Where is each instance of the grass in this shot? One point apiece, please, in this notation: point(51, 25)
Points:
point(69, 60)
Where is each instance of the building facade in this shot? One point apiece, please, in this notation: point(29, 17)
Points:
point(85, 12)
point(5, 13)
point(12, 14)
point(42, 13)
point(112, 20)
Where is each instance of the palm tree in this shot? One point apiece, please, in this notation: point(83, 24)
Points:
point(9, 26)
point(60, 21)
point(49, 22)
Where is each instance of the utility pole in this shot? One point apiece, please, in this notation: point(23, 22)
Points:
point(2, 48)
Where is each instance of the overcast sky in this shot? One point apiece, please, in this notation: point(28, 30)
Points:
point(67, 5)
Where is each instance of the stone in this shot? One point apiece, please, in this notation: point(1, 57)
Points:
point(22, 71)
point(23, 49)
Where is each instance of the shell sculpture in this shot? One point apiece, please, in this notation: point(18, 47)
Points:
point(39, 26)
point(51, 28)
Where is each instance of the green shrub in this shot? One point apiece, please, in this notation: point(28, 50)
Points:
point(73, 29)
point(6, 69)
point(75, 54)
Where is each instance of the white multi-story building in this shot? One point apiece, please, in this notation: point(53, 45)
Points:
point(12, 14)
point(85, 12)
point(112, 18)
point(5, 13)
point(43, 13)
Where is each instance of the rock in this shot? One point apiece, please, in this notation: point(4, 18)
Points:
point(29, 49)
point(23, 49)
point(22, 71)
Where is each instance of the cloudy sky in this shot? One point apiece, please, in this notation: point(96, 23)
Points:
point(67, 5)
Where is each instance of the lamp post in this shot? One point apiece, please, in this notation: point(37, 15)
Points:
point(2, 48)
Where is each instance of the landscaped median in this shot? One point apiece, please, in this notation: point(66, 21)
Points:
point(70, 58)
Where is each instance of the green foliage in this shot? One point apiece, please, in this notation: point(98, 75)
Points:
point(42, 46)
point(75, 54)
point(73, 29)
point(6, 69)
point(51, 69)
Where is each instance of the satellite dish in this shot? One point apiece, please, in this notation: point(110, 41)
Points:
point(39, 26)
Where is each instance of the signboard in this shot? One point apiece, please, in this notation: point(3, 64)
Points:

## Task
The data above must be returned in full, exactly as written.

## Answer space
Where is each instance of the grass in this shot? One point apiece, please, in this notation: point(51, 25)
Points:
point(69, 60)
Where is each instance of the building facade in this shot? One point apiece, please, in this notation: point(29, 17)
Points:
point(85, 12)
point(5, 13)
point(12, 14)
point(42, 13)
point(112, 20)
Where is each instance of the palm tree in this shot? One point apiece, please, in this notation: point(83, 24)
Points:
point(9, 26)
point(60, 21)
point(49, 22)
Where is each instance of the utility pole in this shot? One point apiece, please, in this notation: point(23, 22)
Points:
point(2, 48)
Where is each instance of the overcast sky in this shot? One point apiece, please, in this notation: point(28, 30)
Points:
point(67, 5)
Where is each instance of the stone in this shot? One point apiece, please, in this notation: point(1, 57)
Points:
point(22, 71)
point(23, 49)
Where is each instance of the shell sculpture in this shot? One point apiece, please, in this notation: point(18, 47)
Points:
point(39, 26)
point(51, 28)
Where is each instance of the green shrub in this shot? One point apiece, please, in this notation: point(28, 50)
Points:
point(73, 29)
point(6, 69)
point(75, 54)
Where is each instance of the white multi-story building in this shot? One point apiece, please, in this notation: point(53, 45)
Points:
point(12, 14)
point(85, 12)
point(112, 18)
point(5, 13)
point(43, 13)
Where is each instance of the rock in this shot? One point apiece, please, in this notation: point(4, 18)
Points:
point(29, 49)
point(23, 49)
point(22, 71)
Where is each instance of the cloudy sky in this shot? One point apiece, please, in this notation: point(96, 23)
Points:
point(67, 5)
Where is each instance of the lamp post in this shot? One point apiece, please, in this notation: point(37, 15)
Points:
point(2, 48)
Where is each instance of the landscaped median in this shot? One point apiece, please, in this notation: point(66, 21)
Points:
point(70, 58)
Where is each instance of the green foliage in this shot? One point apiece, please, in this notation: point(98, 75)
Points:
point(42, 46)
point(75, 54)
point(73, 29)
point(6, 69)
point(51, 69)
Where is each instance of the satellite dish in this shot? One point apiece, please, in this notation: point(110, 41)
Points:
point(39, 26)
Where is each instance of the signboard in this shot? One point apiece, please, in this notation: point(3, 64)
Points:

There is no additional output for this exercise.